Double modal

Paul A Johnston, Jr. paul.johnston at WMICH.EDU
Sat Dec 30 02:42:13 UTC 2006


No, you're not, Laurence.  I'm just quoting an ex-colleague of mine, a very devout Chomskyan (who
considered dialectologists/sociolinguists as non-linguists because they "only analyze behavior"), who
refused to see that double modals were indeed systematic in a number of dialects.  Incidentally, you
just offered the way out for GBers--consider that the first modal has shifted class to an adverb so
that the second one is indeed the highest predicate.  I've heard this analysis before--but not from
this ex-colleague.

Paul

----- Original Message -----
From: Laurence Horn <laurence.horn at YALE.EDU>
Date: Friday, December 29, 2006 8:03 pm
Subject: Re: Double modal

> ---------------------- Information from the mail header ------------
> -----------
> Sender:       American Dialect Society <ADS-L at LISTSERV.UGA.EDU>
> Poster:       Laurence Horn <laurence.horn at YALE.EDU>
> Subject:      Re: Double modal
> --------------------------------------------------------------------
> -----------
>
> At 5:37 PM -0500 12/28/06, Paul Johnston wrote:
> >An interesting thing about double modals:  they apparently violate
> >certain "inviolable constraints" in GB grammar (I don't know about
> >even more modern Chomskyan models), since you're not supposed to be
> >able to (or, to can) negate on the second modal, and whether it's
> >Tennessee, Tyrone (N Ire) or Tranent (Scotland) that's EXACTLY what
> >happens.

• • • •

• _Task instructions_
Repeat the message on double modals in full, word for word. Work only from the message on double modals above.

• _Record excerpts_
• • • •

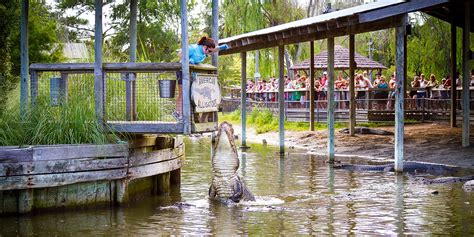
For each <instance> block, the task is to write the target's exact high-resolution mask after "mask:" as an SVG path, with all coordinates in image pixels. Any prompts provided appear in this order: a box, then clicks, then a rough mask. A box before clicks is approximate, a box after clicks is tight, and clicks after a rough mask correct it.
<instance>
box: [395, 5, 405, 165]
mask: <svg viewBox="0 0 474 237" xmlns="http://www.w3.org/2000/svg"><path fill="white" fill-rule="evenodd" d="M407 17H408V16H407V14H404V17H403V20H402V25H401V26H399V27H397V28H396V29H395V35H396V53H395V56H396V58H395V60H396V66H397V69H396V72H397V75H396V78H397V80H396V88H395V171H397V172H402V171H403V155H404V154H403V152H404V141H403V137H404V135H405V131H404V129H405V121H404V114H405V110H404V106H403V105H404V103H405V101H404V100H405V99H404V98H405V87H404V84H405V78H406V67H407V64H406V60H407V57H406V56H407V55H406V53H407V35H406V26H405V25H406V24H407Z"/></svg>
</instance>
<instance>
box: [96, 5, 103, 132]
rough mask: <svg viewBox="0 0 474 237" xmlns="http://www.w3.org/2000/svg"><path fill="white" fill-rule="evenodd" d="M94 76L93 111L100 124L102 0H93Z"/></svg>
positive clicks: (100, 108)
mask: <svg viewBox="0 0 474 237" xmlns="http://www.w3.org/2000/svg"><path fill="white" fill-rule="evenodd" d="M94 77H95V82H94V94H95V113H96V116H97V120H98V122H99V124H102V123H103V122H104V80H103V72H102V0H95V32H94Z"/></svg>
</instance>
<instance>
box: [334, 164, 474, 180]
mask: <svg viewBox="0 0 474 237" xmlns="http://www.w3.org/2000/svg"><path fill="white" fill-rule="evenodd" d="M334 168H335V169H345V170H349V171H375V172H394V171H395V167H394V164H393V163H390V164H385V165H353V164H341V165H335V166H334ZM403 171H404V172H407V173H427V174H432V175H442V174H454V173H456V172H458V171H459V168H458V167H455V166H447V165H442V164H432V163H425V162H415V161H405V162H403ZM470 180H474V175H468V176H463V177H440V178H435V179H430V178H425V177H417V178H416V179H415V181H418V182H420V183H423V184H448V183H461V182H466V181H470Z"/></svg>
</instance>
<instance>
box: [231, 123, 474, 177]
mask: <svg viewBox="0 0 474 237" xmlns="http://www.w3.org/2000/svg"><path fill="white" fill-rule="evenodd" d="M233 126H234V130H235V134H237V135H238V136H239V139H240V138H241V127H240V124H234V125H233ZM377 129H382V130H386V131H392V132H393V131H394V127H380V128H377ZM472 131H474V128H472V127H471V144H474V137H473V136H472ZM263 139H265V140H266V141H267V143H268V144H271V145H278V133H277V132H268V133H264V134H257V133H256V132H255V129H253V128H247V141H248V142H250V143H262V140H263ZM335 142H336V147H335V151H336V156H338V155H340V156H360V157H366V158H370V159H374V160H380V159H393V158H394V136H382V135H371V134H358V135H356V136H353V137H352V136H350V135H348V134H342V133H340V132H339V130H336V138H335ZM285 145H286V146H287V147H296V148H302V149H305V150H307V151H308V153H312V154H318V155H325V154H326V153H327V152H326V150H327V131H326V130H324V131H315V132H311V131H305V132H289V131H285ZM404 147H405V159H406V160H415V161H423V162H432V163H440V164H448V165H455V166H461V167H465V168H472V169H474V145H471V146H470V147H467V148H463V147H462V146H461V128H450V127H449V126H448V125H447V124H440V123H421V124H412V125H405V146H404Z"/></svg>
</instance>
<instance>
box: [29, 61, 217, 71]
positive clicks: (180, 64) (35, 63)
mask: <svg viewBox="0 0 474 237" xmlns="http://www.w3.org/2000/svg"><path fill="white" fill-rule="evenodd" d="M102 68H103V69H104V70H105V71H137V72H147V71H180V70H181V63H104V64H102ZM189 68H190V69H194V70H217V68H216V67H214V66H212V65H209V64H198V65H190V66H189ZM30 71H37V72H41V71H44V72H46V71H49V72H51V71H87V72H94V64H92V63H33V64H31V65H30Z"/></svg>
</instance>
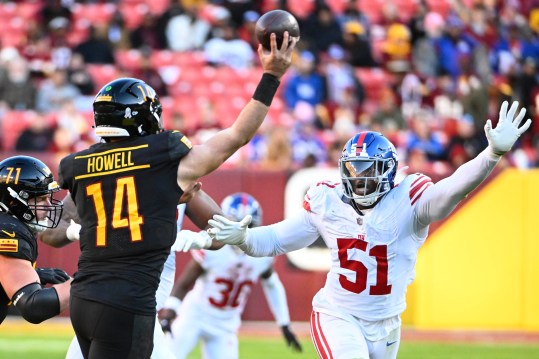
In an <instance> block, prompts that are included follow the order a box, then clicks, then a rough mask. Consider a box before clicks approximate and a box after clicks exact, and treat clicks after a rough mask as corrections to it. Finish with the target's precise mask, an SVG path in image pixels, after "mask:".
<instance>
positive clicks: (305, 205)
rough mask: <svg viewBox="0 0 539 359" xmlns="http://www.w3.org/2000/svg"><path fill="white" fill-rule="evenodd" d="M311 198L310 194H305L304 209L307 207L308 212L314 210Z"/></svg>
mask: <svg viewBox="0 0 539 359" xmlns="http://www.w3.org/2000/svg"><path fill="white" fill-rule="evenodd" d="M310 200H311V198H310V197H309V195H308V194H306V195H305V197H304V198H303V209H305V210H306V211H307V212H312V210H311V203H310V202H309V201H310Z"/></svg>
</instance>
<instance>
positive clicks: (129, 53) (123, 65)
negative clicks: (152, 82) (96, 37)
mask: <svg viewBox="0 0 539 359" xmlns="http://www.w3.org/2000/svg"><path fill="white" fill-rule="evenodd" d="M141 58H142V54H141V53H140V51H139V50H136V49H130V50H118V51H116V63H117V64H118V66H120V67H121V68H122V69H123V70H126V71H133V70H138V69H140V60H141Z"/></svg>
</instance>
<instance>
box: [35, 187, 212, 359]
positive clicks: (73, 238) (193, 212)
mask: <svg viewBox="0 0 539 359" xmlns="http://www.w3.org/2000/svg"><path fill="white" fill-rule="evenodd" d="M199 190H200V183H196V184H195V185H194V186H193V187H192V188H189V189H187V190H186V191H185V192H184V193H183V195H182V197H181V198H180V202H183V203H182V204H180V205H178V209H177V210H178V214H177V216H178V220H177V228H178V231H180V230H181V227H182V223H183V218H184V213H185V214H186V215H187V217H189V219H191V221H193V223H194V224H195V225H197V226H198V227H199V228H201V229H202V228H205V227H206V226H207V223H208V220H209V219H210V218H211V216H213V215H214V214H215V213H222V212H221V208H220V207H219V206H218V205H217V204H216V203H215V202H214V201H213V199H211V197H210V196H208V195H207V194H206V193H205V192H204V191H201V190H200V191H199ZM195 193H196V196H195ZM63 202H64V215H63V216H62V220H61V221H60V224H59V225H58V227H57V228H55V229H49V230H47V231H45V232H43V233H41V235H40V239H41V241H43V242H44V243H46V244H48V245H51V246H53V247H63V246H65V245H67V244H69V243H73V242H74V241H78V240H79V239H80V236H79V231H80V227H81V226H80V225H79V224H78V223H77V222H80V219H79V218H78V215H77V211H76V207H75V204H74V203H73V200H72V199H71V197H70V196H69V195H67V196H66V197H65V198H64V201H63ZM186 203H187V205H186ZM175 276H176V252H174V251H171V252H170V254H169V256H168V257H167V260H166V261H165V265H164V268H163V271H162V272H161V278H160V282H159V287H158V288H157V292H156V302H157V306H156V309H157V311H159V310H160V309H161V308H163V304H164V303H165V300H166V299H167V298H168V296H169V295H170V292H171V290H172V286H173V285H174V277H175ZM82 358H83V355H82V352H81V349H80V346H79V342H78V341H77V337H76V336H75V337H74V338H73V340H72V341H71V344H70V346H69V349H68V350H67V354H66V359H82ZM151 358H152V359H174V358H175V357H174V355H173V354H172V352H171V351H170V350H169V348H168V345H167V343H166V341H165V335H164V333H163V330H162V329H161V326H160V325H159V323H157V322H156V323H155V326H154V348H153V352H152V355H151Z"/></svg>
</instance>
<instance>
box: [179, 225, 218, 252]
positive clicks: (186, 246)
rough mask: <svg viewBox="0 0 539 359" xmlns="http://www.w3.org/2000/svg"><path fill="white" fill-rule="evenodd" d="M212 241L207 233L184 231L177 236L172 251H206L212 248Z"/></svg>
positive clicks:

• • • •

• _Finished exercise_
Double modal

Paul A Johnston, Jr. paul.johnston at WMICH.EDU
Sat Dec 30 02:42:13 UTC 2006


No, you're not, Laurence.  I'm just quoting an ex-colleague of mine, a very devout Chomskyan (who
considered dialectologists/sociolinguists as non-linguists because they "only analyze behavior"), who
refused to see that double modals were indeed systematic in a number of dialects.  Incidentally, you
just offered the way out for GBers--consider that the first modal has shifted class to an adverb so
that the second one is indeed the highest predicate.  I've heard this analysis before--but not from
this ex-colleague.

Paul

----- Original Message -----
From: Laurence Horn <laurence.horn at YALE.EDU>
Date: Friday, December 29, 2006 8:03 pm
Subject: Re: Double modal

> ---------------------- Information from the mail header ------------
> -----------
> Sender:       American Dialect Society <ADS-L at LISTSERV.UGA.EDU>
> Poster:       Laurence Horn <laurence.horn at YALE.EDU>
> Subject:      Re: Double modal
> --------------------------------------------------------------------
> -----------
>
> At 5:37 PM -0500 12/28/06, Paul Johnston wrote:
> >An interesting thing about double modals:  they apparently violate
> >certain "inviolable constraints" in GB grammar (I don't know about
> >even more modern Chomskyan models), since you're not supposed to be
> >able to (or, to can) negate on the second modal, and whether it's
> >Tennessee, Tyrone (N Ire) or Tranent (Scotland) that's EXACTLY what
> >happens.